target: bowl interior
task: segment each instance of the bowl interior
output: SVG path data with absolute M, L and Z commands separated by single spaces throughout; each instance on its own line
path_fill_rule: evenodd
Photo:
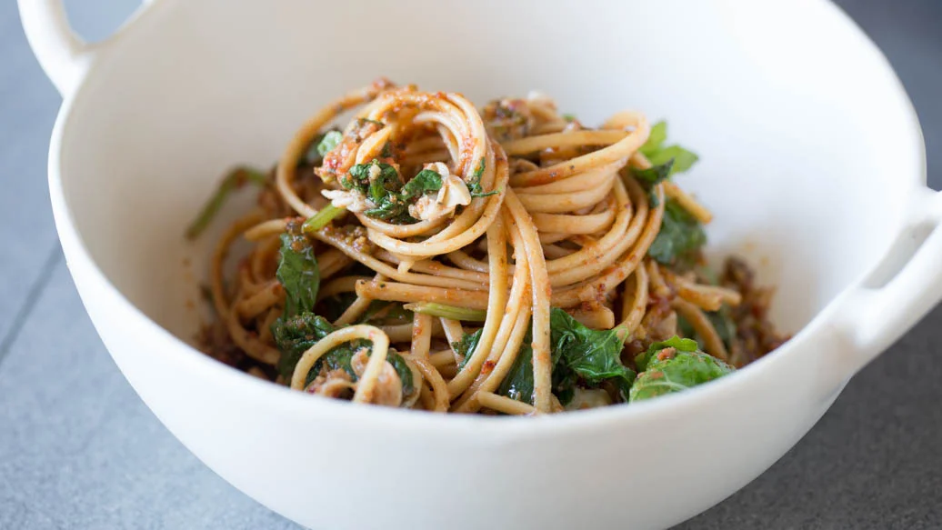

» **What you need to do**:
Copy every line of the items above verbatim, leaving out the pictures.

» **Solved exercise**:
target: bowl interior
task: segment each instance of the bowl interior
output: SVG path data with absolute M, L and Z commands separated by single spaces throughout; each instance on its own line
path_fill_rule: evenodd
Photo:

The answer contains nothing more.